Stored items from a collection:
######

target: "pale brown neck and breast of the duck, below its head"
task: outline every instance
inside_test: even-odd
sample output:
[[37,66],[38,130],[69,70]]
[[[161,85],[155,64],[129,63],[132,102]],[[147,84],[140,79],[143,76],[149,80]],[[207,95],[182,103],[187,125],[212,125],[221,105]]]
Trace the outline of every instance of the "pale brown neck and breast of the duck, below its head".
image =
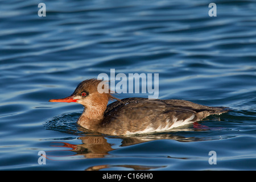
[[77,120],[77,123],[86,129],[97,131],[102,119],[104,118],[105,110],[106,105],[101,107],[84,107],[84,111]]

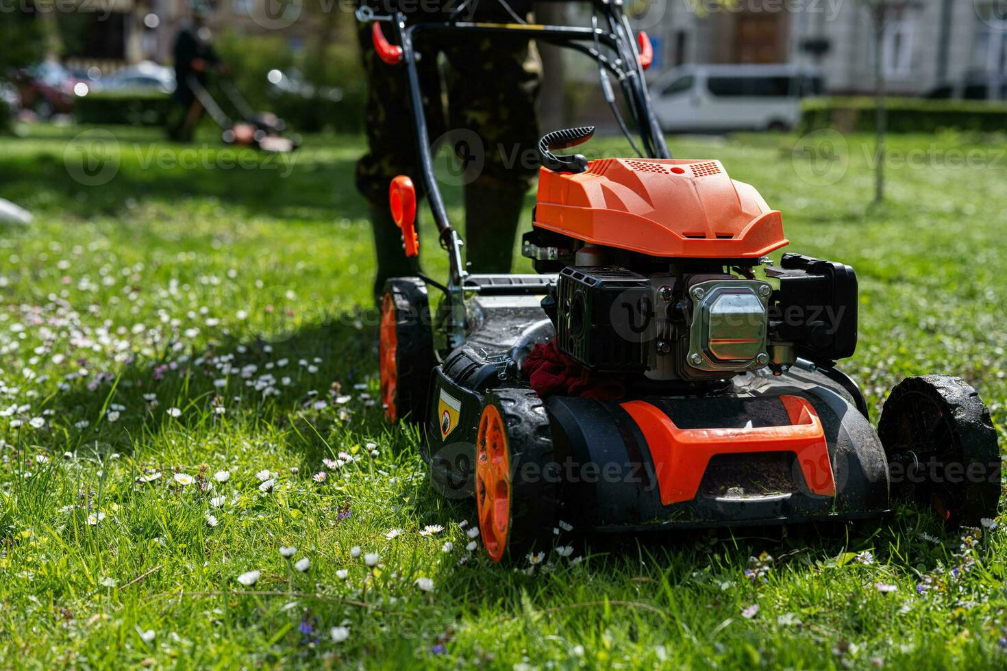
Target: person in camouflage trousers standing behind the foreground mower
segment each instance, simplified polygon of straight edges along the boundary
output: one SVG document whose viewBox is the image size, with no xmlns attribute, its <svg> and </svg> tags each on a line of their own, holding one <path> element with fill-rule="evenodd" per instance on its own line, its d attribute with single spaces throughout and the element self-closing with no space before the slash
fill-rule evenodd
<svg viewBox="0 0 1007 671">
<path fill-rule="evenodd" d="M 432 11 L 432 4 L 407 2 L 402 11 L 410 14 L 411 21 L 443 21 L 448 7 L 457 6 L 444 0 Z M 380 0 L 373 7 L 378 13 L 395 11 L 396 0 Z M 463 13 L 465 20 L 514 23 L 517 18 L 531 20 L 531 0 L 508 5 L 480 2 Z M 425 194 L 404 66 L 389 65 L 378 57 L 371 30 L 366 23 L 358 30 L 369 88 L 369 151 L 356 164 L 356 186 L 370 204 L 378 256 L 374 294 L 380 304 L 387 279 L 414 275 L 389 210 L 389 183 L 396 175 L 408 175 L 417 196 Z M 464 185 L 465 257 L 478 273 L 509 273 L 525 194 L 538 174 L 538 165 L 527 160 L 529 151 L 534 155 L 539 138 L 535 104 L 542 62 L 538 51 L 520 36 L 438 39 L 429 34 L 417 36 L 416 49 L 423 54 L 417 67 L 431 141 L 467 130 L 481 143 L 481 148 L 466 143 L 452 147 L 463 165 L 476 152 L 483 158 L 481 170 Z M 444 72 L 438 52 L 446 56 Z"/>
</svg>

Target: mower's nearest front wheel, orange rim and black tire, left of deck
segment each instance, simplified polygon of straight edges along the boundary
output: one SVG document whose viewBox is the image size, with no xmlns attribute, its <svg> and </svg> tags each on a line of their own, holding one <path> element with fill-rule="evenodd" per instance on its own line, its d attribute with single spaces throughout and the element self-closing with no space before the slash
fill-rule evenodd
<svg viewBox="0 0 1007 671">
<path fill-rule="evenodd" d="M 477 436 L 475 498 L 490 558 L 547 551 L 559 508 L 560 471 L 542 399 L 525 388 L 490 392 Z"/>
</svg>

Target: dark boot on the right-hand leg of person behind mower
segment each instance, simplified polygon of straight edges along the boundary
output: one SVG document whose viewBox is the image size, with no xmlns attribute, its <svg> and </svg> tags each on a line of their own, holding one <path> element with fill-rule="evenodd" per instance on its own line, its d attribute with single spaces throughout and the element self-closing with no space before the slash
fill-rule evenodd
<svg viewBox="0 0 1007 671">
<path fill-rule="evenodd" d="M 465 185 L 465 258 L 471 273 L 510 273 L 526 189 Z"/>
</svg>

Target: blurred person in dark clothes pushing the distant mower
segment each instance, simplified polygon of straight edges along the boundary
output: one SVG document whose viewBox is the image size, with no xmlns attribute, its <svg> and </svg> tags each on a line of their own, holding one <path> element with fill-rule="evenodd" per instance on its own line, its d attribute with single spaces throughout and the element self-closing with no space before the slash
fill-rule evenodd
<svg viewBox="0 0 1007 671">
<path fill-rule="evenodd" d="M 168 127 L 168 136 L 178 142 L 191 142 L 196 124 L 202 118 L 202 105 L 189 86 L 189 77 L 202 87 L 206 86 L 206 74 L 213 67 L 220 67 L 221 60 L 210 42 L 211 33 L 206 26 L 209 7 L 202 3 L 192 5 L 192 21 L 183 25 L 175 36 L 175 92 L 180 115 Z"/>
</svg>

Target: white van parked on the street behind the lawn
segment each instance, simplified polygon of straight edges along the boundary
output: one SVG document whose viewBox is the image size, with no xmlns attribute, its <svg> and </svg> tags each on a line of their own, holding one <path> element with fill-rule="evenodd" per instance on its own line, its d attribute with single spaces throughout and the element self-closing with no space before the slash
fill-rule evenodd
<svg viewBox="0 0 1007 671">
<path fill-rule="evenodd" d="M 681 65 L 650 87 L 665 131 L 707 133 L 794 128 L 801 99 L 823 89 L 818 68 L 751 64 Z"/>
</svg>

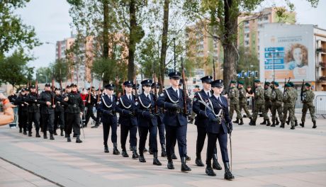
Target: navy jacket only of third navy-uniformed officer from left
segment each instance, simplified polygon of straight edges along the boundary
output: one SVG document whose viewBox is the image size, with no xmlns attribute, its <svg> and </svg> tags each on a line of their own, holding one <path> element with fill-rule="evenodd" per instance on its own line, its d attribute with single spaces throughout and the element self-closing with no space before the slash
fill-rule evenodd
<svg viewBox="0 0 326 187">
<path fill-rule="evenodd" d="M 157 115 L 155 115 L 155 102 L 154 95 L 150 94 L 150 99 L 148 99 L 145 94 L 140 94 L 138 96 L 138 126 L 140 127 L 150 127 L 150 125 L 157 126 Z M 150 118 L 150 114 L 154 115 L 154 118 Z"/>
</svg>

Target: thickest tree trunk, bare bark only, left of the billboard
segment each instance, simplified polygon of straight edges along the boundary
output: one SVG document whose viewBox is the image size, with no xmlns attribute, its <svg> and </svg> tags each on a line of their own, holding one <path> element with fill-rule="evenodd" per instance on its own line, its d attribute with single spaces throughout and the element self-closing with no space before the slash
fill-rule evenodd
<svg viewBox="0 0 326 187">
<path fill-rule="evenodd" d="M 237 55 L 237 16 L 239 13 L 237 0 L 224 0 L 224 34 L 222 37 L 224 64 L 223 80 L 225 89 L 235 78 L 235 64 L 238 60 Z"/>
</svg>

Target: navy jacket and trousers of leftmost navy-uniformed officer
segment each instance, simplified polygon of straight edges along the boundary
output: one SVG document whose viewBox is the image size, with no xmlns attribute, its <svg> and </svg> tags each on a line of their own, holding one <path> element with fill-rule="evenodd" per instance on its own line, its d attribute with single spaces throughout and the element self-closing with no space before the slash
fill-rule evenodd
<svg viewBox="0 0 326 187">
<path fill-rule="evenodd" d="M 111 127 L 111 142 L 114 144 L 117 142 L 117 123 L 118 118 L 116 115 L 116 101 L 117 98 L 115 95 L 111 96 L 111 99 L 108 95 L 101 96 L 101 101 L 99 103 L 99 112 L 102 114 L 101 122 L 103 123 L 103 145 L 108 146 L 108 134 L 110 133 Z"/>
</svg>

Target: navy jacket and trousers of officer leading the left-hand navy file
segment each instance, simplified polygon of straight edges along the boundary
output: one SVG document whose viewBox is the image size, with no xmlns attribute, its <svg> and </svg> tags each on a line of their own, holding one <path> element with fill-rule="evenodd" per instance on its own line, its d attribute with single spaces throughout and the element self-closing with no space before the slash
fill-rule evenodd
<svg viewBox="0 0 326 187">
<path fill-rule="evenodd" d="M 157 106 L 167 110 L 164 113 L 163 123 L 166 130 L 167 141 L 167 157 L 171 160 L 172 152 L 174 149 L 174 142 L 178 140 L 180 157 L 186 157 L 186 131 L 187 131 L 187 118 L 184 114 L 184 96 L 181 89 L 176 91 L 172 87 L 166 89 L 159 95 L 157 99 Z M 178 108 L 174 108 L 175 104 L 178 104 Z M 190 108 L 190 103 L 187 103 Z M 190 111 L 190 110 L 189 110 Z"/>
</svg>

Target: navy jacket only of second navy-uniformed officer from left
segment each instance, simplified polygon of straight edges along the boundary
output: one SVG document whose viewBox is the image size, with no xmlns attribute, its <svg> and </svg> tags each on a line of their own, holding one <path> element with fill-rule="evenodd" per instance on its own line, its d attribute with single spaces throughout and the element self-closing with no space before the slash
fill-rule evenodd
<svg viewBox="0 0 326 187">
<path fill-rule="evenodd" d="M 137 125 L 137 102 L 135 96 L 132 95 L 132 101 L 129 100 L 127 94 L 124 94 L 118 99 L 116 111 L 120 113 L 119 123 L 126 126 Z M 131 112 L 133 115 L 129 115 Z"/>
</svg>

######

What is required:
Report the number of lines in the entries above that include the word "dark" and add nothing to it.

Exercise solution:
2